**Set task:**
Return every line below that contains the string "canopy", copied in full.
•••
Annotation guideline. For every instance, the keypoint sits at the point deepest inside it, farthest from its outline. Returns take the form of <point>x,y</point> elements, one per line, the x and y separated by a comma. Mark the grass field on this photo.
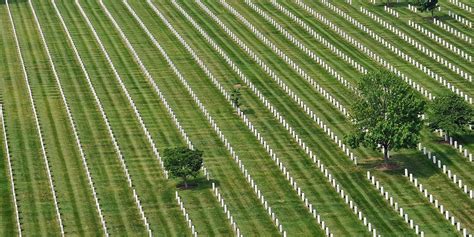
<point>105,95</point>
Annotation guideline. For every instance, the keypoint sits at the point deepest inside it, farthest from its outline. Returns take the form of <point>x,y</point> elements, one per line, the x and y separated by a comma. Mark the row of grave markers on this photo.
<point>460,19</point>
<point>292,39</point>
<point>209,119</point>
<point>402,55</point>
<point>169,109</point>
<point>37,122</point>
<point>453,177</point>
<point>452,30</point>
<point>280,53</point>
<point>104,116</point>
<point>71,121</point>
<point>394,204</point>
<point>189,222</point>
<point>441,41</point>
<point>311,11</point>
<point>436,203</point>
<point>459,147</point>
<point>362,47</point>
<point>320,38</point>
<point>132,104</point>
<point>299,141</point>
<point>10,172</point>
<point>422,49</point>
<point>461,5</point>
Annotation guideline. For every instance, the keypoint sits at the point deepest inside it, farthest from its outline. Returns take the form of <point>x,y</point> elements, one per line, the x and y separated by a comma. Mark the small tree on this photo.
<point>182,162</point>
<point>387,112</point>
<point>451,113</point>
<point>235,97</point>
<point>428,5</point>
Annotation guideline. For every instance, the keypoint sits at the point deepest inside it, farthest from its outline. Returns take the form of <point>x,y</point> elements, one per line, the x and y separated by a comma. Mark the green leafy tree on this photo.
<point>235,97</point>
<point>451,113</point>
<point>428,5</point>
<point>183,162</point>
<point>386,113</point>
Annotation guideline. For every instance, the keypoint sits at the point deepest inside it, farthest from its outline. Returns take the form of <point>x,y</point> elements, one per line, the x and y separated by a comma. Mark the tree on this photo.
<point>182,162</point>
<point>235,96</point>
<point>451,113</point>
<point>428,5</point>
<point>386,113</point>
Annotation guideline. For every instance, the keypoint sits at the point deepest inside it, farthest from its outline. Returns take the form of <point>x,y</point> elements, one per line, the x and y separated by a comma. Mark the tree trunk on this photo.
<point>385,154</point>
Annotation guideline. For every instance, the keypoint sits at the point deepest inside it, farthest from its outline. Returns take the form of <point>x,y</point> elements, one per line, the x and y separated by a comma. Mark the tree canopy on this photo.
<point>386,113</point>
<point>451,113</point>
<point>182,162</point>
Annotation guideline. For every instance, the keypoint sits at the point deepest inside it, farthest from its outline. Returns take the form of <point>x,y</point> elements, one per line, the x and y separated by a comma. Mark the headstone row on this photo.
<point>392,11</point>
<point>458,146</point>
<point>210,120</point>
<point>453,177</point>
<point>437,204</point>
<point>189,222</point>
<point>261,139</point>
<point>280,53</point>
<point>460,19</point>
<point>37,123</point>
<point>361,46</point>
<point>320,38</point>
<point>292,39</point>
<point>100,106</point>
<point>420,48</point>
<point>461,5</point>
<point>394,204</point>
<point>10,173</point>
<point>452,30</point>
<point>441,41</point>
<point>71,121</point>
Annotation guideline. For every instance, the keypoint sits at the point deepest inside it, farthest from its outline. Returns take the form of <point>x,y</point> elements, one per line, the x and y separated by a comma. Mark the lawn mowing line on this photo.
<point>290,93</point>
<point>461,5</point>
<point>10,172</point>
<point>364,49</point>
<point>398,52</point>
<point>460,19</point>
<point>456,145</point>
<point>104,116</point>
<point>210,120</point>
<point>441,40</point>
<point>38,128</point>
<point>186,215</point>
<point>269,106</point>
<point>150,79</point>
<point>290,62</point>
<point>246,121</point>
<point>453,177</point>
<point>320,38</point>
<point>163,99</point>
<point>452,30</point>
<point>292,39</point>
<point>71,120</point>
<point>420,47</point>
<point>435,202</point>
<point>302,144</point>
<point>394,204</point>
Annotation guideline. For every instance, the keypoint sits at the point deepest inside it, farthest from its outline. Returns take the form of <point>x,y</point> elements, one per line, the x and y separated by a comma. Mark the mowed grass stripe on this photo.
<point>34,196</point>
<point>163,123</point>
<point>8,226</point>
<point>248,206</point>
<point>312,182</point>
<point>311,134</point>
<point>141,163</point>
<point>74,195</point>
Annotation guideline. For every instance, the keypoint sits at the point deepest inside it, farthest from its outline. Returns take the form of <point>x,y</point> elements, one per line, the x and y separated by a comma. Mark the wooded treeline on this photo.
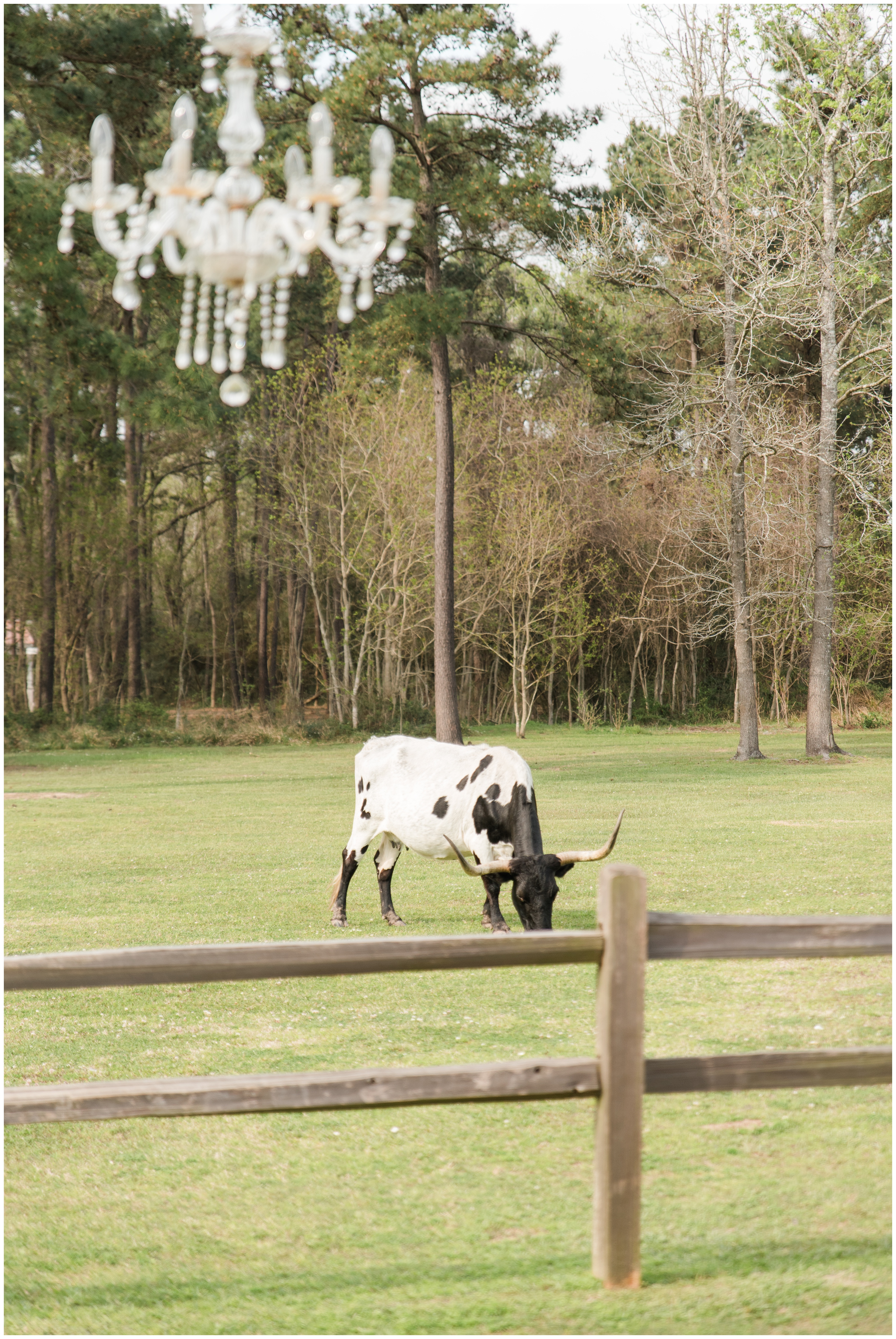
•••
**Result below:**
Annotation guideline. For every instance, the keypoint sits at the point deepest inside it, farthest from its outline. Returns take the form of <point>x,y</point> elements, one per line, the x and y separated by a comma. Mark the tree canopy on this photo.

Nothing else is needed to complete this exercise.